- **REQUIREMENT**
Count the lines below that contain the string "tree" and give only that number.

- **Excerpts from point annotation data**
■ ■ ■ ■ ■ ■ ■

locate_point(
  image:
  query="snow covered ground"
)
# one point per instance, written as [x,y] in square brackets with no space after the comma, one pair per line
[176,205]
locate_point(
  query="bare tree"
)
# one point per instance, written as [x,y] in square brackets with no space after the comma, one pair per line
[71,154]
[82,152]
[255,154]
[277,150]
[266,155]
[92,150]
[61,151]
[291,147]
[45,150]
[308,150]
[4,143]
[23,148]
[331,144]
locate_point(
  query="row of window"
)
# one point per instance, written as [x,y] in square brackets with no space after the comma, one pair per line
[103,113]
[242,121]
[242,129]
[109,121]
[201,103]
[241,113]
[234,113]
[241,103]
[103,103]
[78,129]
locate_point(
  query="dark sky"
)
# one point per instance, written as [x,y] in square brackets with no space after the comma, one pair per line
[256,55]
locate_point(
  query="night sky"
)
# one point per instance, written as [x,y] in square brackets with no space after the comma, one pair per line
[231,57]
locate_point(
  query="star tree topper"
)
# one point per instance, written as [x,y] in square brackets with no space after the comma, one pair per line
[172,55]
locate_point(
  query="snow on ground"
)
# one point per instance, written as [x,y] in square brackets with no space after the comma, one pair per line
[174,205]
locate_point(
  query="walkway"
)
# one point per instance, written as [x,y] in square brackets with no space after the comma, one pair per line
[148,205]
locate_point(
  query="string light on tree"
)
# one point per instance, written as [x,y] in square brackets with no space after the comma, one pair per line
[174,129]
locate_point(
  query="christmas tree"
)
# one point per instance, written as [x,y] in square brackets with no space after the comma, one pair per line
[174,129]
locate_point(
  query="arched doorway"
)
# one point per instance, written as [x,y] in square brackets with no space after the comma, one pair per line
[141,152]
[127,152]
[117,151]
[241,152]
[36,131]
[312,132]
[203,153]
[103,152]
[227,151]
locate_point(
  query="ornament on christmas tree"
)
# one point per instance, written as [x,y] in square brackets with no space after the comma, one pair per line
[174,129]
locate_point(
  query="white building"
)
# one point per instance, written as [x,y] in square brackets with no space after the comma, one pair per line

■ ■ ■ ■ ■ ■ ■

- **RESULT OF THE TASK**
5